» **OBJECTIVE**:
Reproduce every row below with the requests unchanged, and scale each x and y coordinate in the results by 1.9, rounding to whole numbers with halves rounded up.

» **MATERIAL FOR THE TASK**:
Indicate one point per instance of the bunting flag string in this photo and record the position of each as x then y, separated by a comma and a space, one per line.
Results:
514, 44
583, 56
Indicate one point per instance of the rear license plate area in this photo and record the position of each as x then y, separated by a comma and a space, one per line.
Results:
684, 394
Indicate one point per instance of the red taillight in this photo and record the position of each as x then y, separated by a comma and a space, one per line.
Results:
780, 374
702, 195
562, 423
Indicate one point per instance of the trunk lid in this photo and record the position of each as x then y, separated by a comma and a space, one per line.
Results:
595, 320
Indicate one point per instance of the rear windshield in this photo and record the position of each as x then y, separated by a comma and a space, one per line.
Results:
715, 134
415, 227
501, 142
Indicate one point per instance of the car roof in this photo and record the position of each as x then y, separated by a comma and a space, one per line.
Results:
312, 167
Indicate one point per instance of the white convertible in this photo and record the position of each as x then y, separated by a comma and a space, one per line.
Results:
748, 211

» **OUTPUT OF THE TASK**:
Indicate one point per instance of the bunting flag string in this photo and record the position of each as x then y, separated by a comma and a space, one per line.
Results:
977, 84
1108, 106
Indicate one point per instance of the rear license plate area in this photo and record the position of each as x then y, separated by a comma and a space, one per line.
Results:
1300, 749
Indicate one point per instance of the red taillight in this photo and record the position of each as x then y, separated by a comma and a space, one per line.
Results:
1482, 711
1334, 371
1068, 804
Indicate one point per instance of the trunk lid in this photo and record the position of each as x then y, separated by a comma and a space, one per line.
Results:
1131, 608
Indicate one point per instance of the rear windshield in this photo and record the position of each as x then y, separated by a comma and a space, one per line.
Results:
1359, 255
789, 431
952, 270
Indicate one point per instance of the car roof in this photo and record the position of each as x then y, separated by a comma and a space, one per line.
Results:
593, 317
Indicate one point per instance of the white convertible in this photo and record the position of each as x then y, separated by a comma and a space, one per line.
Results:
1421, 401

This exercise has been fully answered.